__WHAT IS EXPECTED__. Exact repetition of every entry is required.

__DATA SUPPLIED__.
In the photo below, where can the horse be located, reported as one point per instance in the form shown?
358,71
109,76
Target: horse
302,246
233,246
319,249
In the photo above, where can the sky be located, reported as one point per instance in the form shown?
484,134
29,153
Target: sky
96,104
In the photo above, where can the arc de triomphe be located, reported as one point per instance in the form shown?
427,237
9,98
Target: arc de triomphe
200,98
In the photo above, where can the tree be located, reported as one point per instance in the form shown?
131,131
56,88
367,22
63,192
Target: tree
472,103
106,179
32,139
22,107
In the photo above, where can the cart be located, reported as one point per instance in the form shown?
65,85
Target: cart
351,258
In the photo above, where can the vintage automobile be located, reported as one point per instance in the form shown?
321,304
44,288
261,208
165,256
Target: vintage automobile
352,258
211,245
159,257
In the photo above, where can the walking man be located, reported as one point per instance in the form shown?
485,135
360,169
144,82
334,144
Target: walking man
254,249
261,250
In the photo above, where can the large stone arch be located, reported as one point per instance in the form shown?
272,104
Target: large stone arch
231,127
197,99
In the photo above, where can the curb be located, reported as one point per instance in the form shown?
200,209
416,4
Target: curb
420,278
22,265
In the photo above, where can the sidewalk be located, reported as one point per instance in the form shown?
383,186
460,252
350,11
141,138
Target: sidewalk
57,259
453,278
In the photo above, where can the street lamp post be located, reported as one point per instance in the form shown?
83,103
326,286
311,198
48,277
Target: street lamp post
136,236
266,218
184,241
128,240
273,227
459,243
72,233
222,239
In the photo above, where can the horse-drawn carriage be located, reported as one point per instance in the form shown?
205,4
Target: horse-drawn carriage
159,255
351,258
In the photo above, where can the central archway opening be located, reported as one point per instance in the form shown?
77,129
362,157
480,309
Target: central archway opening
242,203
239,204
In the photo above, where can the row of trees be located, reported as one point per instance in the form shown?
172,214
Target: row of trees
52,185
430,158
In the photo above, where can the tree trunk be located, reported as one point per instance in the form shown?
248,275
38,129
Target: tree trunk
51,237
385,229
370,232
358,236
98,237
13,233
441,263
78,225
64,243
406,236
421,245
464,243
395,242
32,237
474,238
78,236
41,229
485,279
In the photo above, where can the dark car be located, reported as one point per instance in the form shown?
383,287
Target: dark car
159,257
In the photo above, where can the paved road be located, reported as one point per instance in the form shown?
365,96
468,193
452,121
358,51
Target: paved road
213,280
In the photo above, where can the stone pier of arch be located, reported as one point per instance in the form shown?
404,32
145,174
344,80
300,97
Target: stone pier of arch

__WORKED ANSWER__.
In the photo below, where can the horse be located, reported as one point per instance in the form shown?
358,71
109,76
Target: horse
302,246
233,246
319,249
In the photo above, where can the sky be located, reported as one point per instance in the form shown?
484,134
29,153
Target: sky
96,104
In the photo above, where can the arc de triomphe be located, reported as one point per instance in the form shown?
427,237
9,98
Target: arc de triomphe
200,98
In the photo above, where can the tree be located, reported as one point per instance in the form shown?
131,131
56,88
367,22
63,192
Target: tree
472,103
106,179
32,139
22,107
In the photo above, where can the cart be located, reported as one point per instance in the form shown?
65,85
Target: cart
351,258
In the photo above, where can the vintage automobile be located, reported as one point per instance in the form shown?
321,304
44,288
261,208
165,256
Target: vintage automobile
352,258
211,245
159,257
In the photo above, where can the walking man be located, reported as one point per instance in the form shown?
485,135
360,169
144,82
334,144
Target: walking man
254,249
261,250
In the photo above, where can the large stone arch be located, reported as one point per instance in the form shown?
272,104
Target: large stone arch
231,127
197,99
In the photo above, where can the curb be located, reported as one point per instance in the form shown?
200,209
416,4
Target: curb
420,278
22,265
In the photo above, where can the sidewalk be located, reported as one point per instance in the form shown?
383,186
460,252
350,11
141,138
Target: sidewalk
57,259
453,278
In the photo above, where can the street lamp post be located, reported as one point per instance in the form shown?
83,103
326,286
311,198
48,277
Target: street lamp post
136,236
266,218
184,241
128,240
273,227
459,243
72,233
222,239
In the photo above, where can the horse-drawn carriage be located, reported as one point per instance in the form shown?
205,4
Target: horse-drawn carriage
159,255
351,258
In the photo above, where can the central archway opening be located, reported as one point per instance in the form shown?
77,129
362,157
480,309
Target: central archway opening
242,203
239,204
In the photo above, where can the row of trees be located, reported as one point per instance in the form shown?
172,214
Target: row of trees
52,185
430,158
In the photo above, where can the tree trunk be located, reported as one point per instance in the form shown?
248,275
38,129
Target: tree trunk
51,237
385,229
370,232
358,236
98,237
13,233
441,263
78,225
64,243
406,236
421,245
464,243
395,242
32,237
474,238
78,236
41,229
485,279
In the photo above, where can the dark car be located, reported as one point per instance in the form shown?
383,287
Target: dark car
159,257
In the photo above, where can the paved road be located, reported as one point per instance in the form shown?
365,96
468,193
452,121
358,51
Target: paved road
213,280
In the photo above, where can the stone pier of arch be located, reported as one point per instance in the form shown?
404,32
145,174
344,80
300,97
Target: stone pier of arch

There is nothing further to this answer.